» Set exercise: Reproduce each of the records below character for character, omitting the pictures from your copy.
__________________________________________________
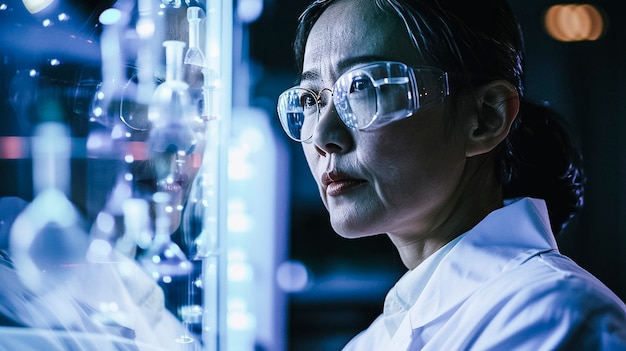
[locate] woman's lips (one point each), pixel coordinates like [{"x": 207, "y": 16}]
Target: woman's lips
[
  {"x": 338, "y": 182},
  {"x": 336, "y": 188}
]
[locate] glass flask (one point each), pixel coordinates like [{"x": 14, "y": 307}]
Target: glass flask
[
  {"x": 164, "y": 259},
  {"x": 176, "y": 138},
  {"x": 171, "y": 110},
  {"x": 194, "y": 55},
  {"x": 48, "y": 238}
]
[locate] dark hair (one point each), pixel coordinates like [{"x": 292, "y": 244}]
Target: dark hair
[{"x": 477, "y": 42}]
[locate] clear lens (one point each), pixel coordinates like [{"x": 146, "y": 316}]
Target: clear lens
[
  {"x": 371, "y": 96},
  {"x": 365, "y": 98},
  {"x": 298, "y": 113}
]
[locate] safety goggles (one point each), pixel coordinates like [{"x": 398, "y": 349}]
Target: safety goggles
[{"x": 365, "y": 98}]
__________________________________________________
» Response to this exercise:
[locate] woman's lips (one point each), pixel coordinates like [{"x": 207, "y": 16}]
Target: woman's lips
[
  {"x": 338, "y": 182},
  {"x": 336, "y": 188}
]
[locate] glass flask (one point each), pixel coordinates like [{"x": 14, "y": 307}]
Target: glass flask
[
  {"x": 164, "y": 259},
  {"x": 176, "y": 138},
  {"x": 171, "y": 110},
  {"x": 194, "y": 55},
  {"x": 48, "y": 238}
]
[locate] dark hair (one point each), pixel coordinates like [{"x": 292, "y": 244}]
Target: dark hair
[{"x": 477, "y": 42}]
[locate] clear lens (one point each), pixel coordinates like [{"x": 146, "y": 316}]
Target: clear lens
[
  {"x": 371, "y": 96},
  {"x": 365, "y": 98},
  {"x": 298, "y": 113}
]
[locate] safety goggles (one point each), pixel coordinates like [{"x": 398, "y": 349}]
Target: safety goggles
[{"x": 365, "y": 98}]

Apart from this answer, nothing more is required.